* **Materials provided**:
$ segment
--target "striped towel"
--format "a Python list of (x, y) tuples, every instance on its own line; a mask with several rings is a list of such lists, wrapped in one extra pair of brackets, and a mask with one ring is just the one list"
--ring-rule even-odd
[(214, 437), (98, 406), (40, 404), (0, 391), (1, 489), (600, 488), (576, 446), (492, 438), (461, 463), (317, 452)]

* **The problem**: For this exercise, set down all of the entries again word for word.

* **Finished exercise**:
$ segment
--target "striped towel"
--format "a Python list of (x, y) tuples, every instance on its own line; a mask with several rings is a list of such lists, wrapped in one extra pair of brackets, and a mask with one ring is just the one list"
--ring-rule even-odd
[(214, 437), (98, 406), (40, 404), (0, 391), (1, 489), (600, 488), (576, 446), (492, 438), (461, 463), (317, 452)]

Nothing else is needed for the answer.